» **What to work on**: Please copy out every one of the entries below with "help a great deal" swapped for "be very useful" wherever it appears, keeping everything else the same. Leave the pictures out.

» **Material supplied**:

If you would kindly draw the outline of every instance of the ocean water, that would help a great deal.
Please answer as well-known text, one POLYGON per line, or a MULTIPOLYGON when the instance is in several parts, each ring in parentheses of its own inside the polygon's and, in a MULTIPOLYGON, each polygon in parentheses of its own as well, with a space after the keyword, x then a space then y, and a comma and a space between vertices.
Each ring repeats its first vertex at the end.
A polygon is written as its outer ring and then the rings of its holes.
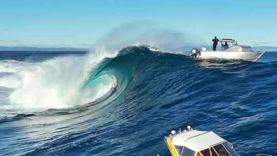
POLYGON ((189 125, 241 155, 275 155, 276 96, 274 52, 256 62, 144 46, 1 52, 0 155, 170 155, 164 136, 189 125))

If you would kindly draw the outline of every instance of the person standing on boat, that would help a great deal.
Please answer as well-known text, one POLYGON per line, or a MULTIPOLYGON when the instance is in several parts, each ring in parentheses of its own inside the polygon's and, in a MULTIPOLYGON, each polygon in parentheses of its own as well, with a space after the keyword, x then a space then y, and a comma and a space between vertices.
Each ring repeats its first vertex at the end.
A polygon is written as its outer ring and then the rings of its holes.
POLYGON ((213 42, 213 44, 212 45, 212 50, 213 51, 216 50, 216 46, 217 45, 217 42, 219 42, 219 40, 216 38, 216 36, 214 36, 214 38, 212 39, 212 42, 213 42))
POLYGON ((228 45, 227 42, 225 42, 225 44, 223 45, 223 49, 226 50, 229 48, 229 45, 228 45))

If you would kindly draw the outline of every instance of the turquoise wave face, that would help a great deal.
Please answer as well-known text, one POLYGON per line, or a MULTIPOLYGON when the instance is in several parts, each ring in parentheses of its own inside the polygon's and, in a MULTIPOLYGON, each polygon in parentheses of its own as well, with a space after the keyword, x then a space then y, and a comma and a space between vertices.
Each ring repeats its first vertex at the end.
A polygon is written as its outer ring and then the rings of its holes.
POLYGON ((113 79, 113 92, 88 105, 0 120, 0 155, 170 155, 164 136, 188 125, 214 131, 241 155, 277 151, 277 62, 130 47, 103 60, 80 91, 92 96, 113 79))

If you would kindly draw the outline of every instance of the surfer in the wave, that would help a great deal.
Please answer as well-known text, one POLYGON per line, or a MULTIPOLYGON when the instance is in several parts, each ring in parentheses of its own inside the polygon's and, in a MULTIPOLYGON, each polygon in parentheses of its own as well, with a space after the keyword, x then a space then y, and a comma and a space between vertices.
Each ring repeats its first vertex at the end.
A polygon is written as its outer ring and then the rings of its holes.
POLYGON ((114 90, 114 89, 115 89, 115 87, 114 87, 114 86, 112 86, 111 88, 111 91, 113 91, 114 90))

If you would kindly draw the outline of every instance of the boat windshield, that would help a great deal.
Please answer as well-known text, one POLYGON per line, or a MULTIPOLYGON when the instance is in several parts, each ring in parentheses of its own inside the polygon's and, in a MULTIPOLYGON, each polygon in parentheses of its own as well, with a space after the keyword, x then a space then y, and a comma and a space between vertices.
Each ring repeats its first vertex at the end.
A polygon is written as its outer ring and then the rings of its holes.
POLYGON ((176 151, 178 153, 180 156, 194 156, 196 153, 196 152, 191 150, 185 146, 174 146, 176 151))
POLYGON ((218 144, 200 152, 197 156, 238 156, 233 145, 228 142, 218 144))

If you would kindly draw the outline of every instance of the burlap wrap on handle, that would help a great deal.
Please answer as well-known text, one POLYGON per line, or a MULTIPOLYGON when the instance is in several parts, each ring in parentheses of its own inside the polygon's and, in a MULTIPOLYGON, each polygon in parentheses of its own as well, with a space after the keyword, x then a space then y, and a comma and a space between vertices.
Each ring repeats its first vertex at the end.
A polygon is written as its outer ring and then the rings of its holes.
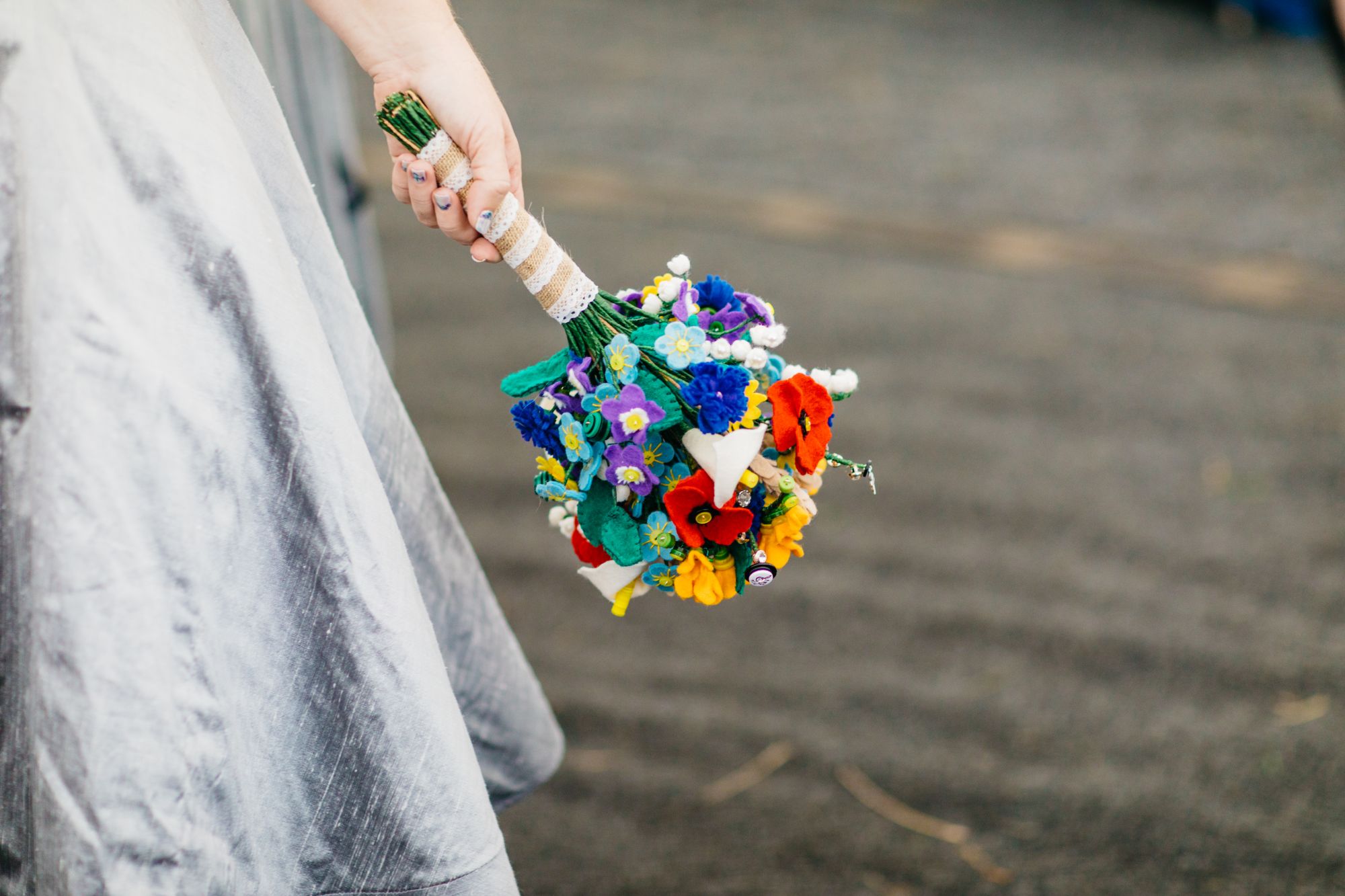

» **Response below**:
If you would kindly draw the outline of every instance of the ocean water, that would be very useful.
Please answer as well-known text, one POLYGON per line, or a MULTIPOLYGON when the instance is in several parts, each ring in parentheses of its own inside the polygon's and, in a MULTIPOLYGON, each polygon in parentheses of its own as well, with a space after the keyword, x then a space then y, and a comma and a space between vertices.
Each ring repeats its first vertex at the end.
A polygon is written as its outer ring and then the rings of its holes.
POLYGON ((189 125, 241 155, 275 155, 276 96, 274 52, 256 62, 144 46, 1 52, 0 155, 170 155, 164 136, 189 125))

If you would kindly draw the outline of every instance of the person standing on boat, that would be very useful.
Please answer as well-known text, one POLYGON per line, or a MULTIPOLYGON when the instance is in several parts, each ring in parentheses of its own inside the polygon's and, in a MULTIPOLYGON, each polygon in parentheses of its own as well, with a space after the keyword, x then a space then y, and a comma and a space between vertices.
Each ring repeats its first vertex at the end.
A polygon is written as its outer ring and then the rings of its holes.
POLYGON ((213 42, 213 44, 212 45, 212 50, 213 51, 216 50, 216 46, 217 45, 217 42, 219 42, 219 40, 216 38, 216 36, 214 36, 214 38, 212 39, 212 42, 213 42))
POLYGON ((228 45, 227 42, 225 42, 225 44, 223 45, 223 49, 226 50, 229 48, 229 45, 228 45))

If you would kindly draw the outline of every instance of the turquoise wave face, that would be very useful.
Please answer as well-known text, one POLYGON per line, or a MULTIPOLYGON when the instance is in several parts, each ring in parentheses of its own inside the polygon's and, in a MULTIPOLYGON, each polygon in parentheses of its own as well, with a space after the keyword, x then a space then y, and a comma and a space between vertices.
Each ring repeats its first vertex at the end.
A polygon is written as its outer ring and then the rings of its holes.
POLYGON ((113 79, 113 92, 88 105, 0 120, 0 155, 170 155, 164 136, 188 125, 214 131, 241 155, 277 151, 277 62, 130 47, 103 60, 80 91, 92 96, 113 79))

If you would kindly draw the outline of every instance of the surfer in the wave, that would be very useful.
Please answer as well-known text, one POLYGON per line, or a MULTIPOLYGON when the instance is in several parts, each ring in parentheses of its own inside the polygon's and, in a MULTIPOLYGON, each polygon in parentheses of its own as well, with a space after the keyword, x then a space then y, and a comma and a space between vertices.
Each ring repeats its first vertex at the end.
A polygon is written as its outer ring and then the rings of its holes.
POLYGON ((114 90, 114 89, 115 89, 115 87, 114 87, 114 86, 112 86, 111 88, 111 91, 113 91, 114 90))

If you would kindly draw the outline of every instance of the boat windshield, that would be very useful.
Please answer as well-known text, one POLYGON per line, or a MULTIPOLYGON when the instance is in several parts, each ring in parentheses of its own inside the polygon's and, in a MULTIPOLYGON, each polygon in parentheses of its own as well, with a space after the keyword, x then a space then y, and a comma and a space between vertices.
Each ring repeats its first vertex at the end.
A polygon is written as its outer ring and then the rings of its holes.
POLYGON ((176 151, 178 153, 180 156, 194 156, 196 153, 196 152, 191 150, 185 146, 174 146, 176 151))
POLYGON ((218 144, 200 152, 197 156, 238 156, 233 145, 228 142, 218 144))

If you would kindly draw the outline of every instance of the burlap wrap on handle, that would be very useful.
Please answer as well-known text, one POLYGON per line, or a MULTIPOLYGON when the instance is in several parts, each ring in parentheses of its own inside the polygon's and, in a MULTIPOLYGON, each polygon in parentheses of its own as well, with a space after the keyword, x then a space then y, and a comma and a space between vertices.
Each ring repeats its first vertex at the end.
A polygon is written as its outer ring and then the rings of its holes.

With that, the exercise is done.